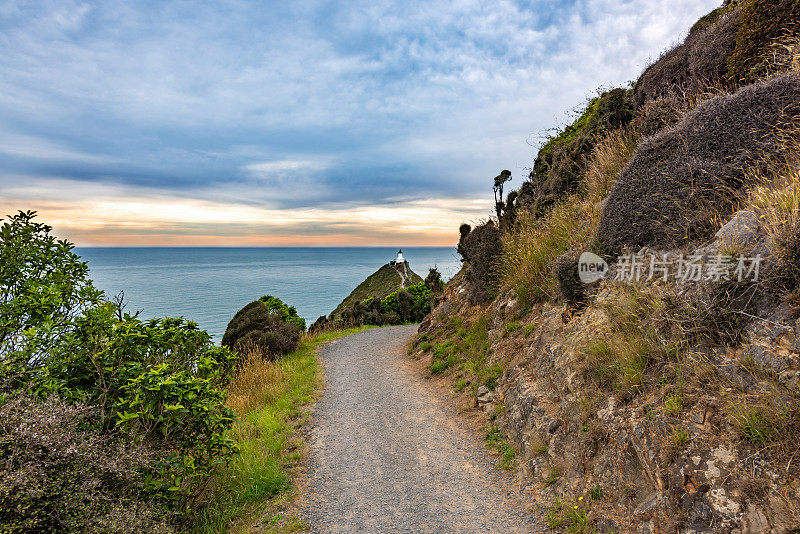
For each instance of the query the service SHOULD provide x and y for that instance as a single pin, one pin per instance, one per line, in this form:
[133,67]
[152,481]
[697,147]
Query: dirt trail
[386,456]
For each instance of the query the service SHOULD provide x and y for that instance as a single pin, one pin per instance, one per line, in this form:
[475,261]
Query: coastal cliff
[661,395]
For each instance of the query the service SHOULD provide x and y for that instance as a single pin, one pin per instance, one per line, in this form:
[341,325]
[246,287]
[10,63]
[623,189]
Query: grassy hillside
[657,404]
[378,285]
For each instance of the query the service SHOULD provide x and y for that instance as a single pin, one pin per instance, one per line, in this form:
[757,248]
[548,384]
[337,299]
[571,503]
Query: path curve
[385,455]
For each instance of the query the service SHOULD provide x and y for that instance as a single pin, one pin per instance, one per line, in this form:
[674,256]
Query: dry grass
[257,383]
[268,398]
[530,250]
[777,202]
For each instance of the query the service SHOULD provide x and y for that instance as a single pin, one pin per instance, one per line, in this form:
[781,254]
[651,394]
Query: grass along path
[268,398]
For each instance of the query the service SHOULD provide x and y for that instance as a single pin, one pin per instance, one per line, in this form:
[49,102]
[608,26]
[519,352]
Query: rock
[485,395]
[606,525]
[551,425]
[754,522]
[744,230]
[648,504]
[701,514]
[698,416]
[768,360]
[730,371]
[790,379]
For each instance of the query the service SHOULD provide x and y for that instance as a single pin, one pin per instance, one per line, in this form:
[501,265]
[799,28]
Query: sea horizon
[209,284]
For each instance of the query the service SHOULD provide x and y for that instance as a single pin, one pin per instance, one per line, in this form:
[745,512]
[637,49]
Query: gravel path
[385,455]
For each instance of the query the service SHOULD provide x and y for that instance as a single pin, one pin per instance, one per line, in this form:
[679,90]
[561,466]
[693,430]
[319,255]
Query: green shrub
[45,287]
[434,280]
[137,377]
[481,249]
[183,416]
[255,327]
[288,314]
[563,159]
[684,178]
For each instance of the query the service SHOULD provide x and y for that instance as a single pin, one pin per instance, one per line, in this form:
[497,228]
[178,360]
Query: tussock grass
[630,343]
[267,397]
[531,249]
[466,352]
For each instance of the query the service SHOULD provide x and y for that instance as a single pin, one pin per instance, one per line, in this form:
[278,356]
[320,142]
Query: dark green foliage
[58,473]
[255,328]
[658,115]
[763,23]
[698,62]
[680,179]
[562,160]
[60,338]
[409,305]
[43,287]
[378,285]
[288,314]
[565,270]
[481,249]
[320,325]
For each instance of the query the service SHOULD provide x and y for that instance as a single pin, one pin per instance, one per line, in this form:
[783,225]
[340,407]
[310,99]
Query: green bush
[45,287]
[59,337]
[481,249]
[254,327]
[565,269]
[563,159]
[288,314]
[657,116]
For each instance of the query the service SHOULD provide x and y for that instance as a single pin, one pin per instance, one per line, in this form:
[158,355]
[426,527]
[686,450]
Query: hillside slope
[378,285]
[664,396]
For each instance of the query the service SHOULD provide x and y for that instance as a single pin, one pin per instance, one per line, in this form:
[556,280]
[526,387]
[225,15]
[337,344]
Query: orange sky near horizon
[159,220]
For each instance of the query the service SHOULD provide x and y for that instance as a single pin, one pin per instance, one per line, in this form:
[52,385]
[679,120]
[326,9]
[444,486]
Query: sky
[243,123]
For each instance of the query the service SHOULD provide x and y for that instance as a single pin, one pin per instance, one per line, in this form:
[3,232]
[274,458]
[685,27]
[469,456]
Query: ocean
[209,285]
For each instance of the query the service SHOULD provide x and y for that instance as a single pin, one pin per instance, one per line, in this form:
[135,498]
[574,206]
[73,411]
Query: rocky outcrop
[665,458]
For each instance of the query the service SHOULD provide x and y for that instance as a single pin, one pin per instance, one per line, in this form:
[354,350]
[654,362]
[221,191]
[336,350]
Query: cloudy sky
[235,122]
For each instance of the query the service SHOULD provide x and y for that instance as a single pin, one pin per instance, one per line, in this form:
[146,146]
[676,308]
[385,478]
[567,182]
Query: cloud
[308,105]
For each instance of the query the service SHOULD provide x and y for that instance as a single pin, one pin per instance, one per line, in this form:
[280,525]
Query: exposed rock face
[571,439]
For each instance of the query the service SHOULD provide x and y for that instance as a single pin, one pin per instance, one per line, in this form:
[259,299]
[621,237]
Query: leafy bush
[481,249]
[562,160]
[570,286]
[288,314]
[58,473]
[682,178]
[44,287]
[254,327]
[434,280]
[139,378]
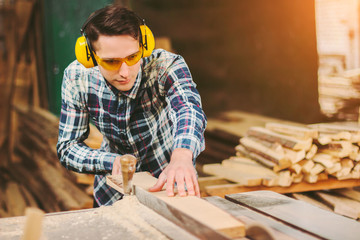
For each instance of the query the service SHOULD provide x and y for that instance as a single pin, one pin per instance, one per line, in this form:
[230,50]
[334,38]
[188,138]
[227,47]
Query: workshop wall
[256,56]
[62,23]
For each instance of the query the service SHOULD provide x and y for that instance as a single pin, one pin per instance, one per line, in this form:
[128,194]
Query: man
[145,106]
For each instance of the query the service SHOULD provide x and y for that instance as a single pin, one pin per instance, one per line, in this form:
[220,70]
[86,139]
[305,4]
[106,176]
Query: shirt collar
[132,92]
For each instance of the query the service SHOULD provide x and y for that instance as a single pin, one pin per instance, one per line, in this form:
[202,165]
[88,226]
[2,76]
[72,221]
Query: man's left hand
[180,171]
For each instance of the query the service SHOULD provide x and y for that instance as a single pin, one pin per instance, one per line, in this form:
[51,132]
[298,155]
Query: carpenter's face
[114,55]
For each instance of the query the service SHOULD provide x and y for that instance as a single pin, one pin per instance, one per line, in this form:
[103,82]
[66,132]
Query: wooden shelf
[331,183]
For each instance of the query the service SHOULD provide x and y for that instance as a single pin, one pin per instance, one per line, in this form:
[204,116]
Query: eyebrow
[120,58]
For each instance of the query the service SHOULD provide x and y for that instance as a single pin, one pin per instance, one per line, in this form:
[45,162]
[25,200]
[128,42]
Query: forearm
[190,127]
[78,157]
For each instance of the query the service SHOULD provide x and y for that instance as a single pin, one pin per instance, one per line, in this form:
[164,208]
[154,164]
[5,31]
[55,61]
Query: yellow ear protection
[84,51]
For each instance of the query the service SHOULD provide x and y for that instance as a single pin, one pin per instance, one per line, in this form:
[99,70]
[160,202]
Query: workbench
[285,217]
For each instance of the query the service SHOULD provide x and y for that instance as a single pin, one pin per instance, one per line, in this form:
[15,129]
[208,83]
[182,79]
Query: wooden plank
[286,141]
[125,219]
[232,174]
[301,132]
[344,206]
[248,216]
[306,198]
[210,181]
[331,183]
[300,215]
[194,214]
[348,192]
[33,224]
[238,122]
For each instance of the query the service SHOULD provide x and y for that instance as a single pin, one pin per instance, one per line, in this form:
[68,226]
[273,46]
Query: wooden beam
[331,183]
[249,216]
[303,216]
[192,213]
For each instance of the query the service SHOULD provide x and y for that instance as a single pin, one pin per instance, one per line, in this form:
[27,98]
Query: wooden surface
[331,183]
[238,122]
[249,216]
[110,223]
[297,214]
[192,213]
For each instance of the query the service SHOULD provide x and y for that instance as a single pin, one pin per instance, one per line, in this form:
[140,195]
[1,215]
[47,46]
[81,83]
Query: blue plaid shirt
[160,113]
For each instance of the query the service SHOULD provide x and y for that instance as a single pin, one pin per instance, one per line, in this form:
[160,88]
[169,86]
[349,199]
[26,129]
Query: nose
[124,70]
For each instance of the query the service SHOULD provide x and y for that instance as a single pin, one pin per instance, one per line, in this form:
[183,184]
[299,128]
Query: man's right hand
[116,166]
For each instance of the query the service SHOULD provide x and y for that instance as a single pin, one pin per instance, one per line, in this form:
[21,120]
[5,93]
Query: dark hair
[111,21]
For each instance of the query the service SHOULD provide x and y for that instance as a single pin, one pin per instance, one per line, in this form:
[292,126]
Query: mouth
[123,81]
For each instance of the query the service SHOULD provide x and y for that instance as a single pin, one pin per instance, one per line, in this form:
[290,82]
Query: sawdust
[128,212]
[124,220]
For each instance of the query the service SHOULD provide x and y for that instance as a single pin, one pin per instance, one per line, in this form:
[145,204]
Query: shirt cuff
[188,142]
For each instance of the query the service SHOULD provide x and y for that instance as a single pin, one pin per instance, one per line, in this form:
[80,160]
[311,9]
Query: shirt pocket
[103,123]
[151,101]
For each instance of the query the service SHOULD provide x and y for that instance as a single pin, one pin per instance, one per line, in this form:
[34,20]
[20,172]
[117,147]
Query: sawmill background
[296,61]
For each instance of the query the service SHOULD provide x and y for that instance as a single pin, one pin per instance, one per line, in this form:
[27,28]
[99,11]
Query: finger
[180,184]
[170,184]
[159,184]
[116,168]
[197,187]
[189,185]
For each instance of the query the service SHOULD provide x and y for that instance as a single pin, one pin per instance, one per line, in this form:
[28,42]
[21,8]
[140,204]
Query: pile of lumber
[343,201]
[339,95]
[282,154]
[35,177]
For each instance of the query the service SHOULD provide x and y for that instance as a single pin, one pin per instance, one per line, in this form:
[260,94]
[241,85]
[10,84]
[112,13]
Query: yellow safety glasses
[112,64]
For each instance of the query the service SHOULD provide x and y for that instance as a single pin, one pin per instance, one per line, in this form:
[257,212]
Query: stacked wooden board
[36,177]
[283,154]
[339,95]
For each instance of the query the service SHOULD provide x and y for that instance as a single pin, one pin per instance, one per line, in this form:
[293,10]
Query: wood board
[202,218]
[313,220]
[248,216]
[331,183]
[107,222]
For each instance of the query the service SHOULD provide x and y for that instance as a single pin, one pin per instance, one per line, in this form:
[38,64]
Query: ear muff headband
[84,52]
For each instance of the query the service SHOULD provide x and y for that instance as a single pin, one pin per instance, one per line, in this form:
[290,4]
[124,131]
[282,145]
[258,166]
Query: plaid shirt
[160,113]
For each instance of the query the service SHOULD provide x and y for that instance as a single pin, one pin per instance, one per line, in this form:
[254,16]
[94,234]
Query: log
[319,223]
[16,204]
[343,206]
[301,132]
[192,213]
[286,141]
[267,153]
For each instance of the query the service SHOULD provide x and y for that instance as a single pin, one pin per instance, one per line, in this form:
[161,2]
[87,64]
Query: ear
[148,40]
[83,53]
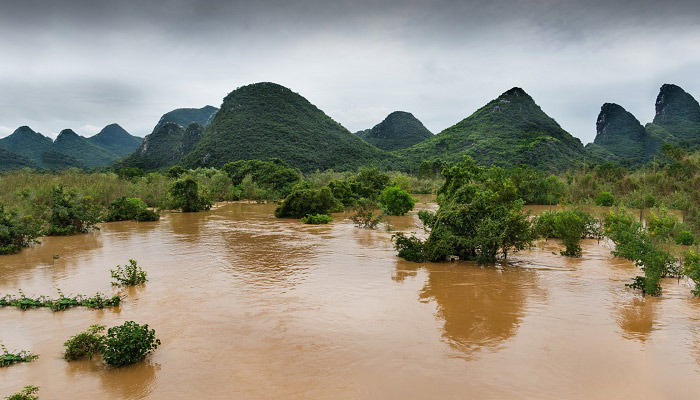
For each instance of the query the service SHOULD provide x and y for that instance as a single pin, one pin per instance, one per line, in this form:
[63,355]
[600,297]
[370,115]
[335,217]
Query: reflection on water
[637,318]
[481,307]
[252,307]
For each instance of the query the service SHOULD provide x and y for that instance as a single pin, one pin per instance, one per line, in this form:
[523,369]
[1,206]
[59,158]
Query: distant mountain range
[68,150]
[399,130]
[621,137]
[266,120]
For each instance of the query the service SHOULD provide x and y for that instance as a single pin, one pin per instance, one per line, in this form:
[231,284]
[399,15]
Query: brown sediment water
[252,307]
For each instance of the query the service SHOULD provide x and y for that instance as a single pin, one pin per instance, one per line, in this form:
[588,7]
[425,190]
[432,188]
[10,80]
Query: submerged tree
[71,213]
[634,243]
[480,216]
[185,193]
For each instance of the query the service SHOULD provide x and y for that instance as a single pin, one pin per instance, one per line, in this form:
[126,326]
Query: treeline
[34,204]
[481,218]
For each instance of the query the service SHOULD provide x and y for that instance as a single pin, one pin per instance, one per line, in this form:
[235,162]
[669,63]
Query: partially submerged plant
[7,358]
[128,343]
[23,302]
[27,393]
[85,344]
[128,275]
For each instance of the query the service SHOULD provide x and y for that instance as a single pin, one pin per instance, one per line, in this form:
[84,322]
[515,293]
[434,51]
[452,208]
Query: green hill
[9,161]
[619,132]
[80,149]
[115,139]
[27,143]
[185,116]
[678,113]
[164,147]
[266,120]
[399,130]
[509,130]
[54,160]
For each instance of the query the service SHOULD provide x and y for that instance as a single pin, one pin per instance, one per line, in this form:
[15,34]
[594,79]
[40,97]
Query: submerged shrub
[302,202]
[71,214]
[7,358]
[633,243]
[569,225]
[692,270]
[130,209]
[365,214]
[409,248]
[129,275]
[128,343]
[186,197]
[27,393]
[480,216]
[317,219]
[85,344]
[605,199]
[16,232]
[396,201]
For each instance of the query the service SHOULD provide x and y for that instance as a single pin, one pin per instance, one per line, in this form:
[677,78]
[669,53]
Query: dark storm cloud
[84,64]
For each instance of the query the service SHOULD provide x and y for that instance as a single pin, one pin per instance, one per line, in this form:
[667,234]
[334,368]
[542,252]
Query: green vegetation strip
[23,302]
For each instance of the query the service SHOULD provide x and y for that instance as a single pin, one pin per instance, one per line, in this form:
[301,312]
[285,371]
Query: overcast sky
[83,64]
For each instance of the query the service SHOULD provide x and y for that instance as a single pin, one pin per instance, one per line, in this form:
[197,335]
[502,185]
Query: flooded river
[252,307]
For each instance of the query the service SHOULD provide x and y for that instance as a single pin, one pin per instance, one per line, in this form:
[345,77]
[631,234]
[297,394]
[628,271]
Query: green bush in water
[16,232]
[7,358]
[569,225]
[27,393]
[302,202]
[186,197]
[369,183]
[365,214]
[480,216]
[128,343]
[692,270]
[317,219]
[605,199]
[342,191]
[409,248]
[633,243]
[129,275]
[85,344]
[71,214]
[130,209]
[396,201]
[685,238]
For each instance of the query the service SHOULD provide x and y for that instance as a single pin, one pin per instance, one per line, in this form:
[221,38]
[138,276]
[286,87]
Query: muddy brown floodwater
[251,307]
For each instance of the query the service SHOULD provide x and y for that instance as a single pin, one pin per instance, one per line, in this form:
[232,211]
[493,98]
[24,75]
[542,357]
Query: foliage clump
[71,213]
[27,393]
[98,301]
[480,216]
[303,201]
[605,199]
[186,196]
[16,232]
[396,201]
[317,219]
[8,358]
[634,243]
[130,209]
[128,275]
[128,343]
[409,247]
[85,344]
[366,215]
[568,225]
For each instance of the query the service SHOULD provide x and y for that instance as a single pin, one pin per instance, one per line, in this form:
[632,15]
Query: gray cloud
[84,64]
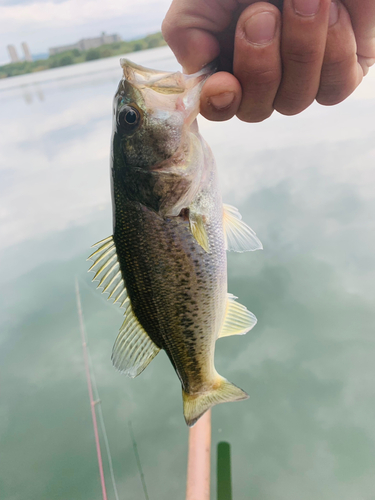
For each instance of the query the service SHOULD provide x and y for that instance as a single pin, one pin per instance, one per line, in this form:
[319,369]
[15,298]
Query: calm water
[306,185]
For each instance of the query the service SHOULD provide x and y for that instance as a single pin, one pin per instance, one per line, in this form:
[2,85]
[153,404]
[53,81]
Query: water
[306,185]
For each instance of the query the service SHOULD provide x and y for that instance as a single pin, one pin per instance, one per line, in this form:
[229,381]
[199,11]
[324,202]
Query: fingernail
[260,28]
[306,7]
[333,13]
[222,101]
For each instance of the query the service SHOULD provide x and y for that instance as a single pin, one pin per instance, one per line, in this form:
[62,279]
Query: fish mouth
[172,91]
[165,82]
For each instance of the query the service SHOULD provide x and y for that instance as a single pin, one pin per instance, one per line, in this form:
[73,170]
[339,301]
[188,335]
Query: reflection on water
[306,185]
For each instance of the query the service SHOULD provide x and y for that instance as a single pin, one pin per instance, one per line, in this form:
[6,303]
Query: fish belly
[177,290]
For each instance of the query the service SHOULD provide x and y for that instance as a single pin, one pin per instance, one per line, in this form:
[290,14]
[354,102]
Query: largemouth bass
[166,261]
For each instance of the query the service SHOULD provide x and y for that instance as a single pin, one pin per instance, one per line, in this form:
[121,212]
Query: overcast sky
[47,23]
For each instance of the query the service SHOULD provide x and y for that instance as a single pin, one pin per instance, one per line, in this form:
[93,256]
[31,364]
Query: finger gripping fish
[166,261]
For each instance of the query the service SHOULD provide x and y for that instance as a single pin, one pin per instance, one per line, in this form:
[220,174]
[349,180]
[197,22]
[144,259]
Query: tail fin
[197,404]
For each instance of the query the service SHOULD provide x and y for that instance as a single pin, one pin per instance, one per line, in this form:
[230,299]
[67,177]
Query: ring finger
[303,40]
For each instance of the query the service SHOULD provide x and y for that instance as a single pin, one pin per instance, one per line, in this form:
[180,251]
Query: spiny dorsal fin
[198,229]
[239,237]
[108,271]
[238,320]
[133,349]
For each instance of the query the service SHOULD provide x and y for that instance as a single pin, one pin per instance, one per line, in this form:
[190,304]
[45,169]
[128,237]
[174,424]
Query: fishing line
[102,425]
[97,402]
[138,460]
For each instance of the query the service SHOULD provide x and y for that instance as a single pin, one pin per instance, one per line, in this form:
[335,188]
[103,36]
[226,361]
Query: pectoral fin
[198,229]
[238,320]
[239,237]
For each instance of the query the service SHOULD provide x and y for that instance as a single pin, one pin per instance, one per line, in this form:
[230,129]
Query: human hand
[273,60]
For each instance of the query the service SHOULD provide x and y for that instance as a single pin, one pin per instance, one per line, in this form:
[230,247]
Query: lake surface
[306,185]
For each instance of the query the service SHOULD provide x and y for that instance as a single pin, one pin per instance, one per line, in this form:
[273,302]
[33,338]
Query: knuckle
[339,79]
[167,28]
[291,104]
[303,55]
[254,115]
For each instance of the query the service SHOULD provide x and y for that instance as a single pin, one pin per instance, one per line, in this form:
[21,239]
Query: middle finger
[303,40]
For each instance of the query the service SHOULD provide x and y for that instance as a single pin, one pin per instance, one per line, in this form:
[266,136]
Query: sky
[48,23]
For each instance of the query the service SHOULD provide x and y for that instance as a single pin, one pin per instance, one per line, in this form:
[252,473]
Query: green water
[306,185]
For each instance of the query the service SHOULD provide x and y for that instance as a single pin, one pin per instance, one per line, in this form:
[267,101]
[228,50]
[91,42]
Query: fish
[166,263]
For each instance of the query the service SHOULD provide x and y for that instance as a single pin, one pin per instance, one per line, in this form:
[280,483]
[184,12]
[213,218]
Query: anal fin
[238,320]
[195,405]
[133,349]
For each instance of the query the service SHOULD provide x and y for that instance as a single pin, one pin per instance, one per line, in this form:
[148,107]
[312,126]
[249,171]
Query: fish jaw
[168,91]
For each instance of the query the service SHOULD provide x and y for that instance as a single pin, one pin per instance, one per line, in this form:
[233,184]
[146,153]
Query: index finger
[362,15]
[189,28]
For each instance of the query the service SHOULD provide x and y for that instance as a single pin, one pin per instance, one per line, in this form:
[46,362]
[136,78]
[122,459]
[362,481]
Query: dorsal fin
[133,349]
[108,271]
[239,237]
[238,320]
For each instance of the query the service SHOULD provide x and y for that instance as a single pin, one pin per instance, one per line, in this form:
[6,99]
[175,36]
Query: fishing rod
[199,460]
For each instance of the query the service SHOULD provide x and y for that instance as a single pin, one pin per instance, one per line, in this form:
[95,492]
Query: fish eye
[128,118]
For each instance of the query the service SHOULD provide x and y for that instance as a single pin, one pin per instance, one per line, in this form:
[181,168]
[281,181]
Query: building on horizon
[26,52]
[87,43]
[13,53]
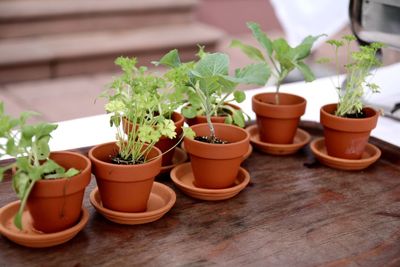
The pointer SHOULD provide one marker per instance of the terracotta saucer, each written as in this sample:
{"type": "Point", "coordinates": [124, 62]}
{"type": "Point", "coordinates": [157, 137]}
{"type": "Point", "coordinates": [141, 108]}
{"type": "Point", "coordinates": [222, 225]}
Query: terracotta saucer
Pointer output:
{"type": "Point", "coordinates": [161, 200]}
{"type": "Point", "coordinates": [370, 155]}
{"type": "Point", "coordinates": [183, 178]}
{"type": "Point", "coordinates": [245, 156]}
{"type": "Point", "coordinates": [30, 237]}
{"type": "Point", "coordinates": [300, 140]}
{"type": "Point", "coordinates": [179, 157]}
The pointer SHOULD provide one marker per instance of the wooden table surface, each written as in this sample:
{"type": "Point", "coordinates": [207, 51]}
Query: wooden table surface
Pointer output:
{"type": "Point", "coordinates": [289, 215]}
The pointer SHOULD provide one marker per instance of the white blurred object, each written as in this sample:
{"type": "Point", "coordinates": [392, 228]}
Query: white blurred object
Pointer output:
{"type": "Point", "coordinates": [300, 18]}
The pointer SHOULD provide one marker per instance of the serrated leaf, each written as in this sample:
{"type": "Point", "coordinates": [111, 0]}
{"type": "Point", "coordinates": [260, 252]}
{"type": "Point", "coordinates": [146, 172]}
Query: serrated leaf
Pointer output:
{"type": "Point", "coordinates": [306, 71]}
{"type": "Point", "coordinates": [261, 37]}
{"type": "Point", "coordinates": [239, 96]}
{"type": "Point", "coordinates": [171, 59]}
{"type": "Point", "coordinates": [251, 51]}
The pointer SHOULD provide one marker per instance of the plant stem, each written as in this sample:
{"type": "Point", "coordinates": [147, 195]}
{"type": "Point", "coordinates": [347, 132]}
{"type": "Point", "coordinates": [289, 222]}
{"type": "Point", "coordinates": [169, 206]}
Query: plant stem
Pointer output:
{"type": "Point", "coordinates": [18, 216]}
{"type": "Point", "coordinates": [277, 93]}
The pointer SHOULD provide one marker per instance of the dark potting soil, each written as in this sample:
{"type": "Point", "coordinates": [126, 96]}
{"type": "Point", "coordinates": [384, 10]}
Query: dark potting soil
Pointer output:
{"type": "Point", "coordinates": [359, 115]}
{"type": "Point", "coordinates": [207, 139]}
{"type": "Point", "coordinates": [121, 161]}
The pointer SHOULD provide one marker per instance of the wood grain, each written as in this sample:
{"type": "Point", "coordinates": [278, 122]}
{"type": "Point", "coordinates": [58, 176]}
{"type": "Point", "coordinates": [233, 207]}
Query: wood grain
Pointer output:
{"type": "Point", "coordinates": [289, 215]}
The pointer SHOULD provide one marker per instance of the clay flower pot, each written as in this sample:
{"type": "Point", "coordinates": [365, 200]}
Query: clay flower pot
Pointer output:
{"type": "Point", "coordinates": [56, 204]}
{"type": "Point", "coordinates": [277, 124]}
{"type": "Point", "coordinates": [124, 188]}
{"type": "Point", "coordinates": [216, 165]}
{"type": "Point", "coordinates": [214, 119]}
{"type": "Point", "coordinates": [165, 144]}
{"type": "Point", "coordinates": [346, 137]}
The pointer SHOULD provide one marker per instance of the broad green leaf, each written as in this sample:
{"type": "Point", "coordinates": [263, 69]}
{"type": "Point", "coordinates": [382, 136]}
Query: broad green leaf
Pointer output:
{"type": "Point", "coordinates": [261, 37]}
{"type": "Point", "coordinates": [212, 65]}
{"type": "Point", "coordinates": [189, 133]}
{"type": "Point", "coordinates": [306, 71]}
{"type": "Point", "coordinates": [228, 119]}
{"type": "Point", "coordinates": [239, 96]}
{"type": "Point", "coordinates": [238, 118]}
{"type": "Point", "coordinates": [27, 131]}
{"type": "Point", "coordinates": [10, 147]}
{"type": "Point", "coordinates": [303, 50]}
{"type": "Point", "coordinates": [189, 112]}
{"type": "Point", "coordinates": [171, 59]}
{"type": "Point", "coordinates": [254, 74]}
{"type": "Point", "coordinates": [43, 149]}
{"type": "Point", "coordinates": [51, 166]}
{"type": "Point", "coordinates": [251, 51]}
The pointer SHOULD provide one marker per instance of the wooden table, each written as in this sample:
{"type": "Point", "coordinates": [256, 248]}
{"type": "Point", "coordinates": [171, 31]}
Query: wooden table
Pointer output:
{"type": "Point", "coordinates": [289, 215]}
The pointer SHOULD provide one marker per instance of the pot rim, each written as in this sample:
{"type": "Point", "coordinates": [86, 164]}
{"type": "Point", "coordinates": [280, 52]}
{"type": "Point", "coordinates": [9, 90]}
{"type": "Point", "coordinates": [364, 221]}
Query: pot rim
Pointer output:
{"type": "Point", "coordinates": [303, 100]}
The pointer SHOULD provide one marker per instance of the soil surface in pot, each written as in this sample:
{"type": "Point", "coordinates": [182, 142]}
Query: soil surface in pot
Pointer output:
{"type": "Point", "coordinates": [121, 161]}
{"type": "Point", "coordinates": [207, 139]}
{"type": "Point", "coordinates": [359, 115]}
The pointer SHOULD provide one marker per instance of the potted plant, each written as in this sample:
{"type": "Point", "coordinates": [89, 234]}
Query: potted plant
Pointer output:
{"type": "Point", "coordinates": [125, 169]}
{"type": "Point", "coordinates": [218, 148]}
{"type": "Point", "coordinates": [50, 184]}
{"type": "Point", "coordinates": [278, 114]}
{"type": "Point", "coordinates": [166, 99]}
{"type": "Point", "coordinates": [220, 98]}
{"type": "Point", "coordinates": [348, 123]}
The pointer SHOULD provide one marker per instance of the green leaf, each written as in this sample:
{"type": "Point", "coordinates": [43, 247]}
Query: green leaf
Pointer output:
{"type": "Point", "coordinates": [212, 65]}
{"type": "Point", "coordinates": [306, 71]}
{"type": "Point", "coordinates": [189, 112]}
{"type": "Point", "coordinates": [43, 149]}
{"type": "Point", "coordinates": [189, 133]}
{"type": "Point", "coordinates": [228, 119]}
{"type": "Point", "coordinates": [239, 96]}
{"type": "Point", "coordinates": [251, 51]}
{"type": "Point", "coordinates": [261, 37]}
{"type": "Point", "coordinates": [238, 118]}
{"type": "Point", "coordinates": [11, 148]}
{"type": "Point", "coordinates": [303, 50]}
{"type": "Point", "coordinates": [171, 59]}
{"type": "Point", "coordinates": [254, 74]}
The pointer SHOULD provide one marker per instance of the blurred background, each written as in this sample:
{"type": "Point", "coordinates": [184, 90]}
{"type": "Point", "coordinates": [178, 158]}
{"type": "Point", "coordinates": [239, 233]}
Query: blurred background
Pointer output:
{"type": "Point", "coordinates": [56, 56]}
=-=-=-=-=
_Instructions to follow_
Using the listing above, gather each line that holds the string "stem" and copy it.

_Solution to the exercise_
The pointer SHOULD provide one marker per instance of the plant stem, each written as in this sample:
Query: plant stem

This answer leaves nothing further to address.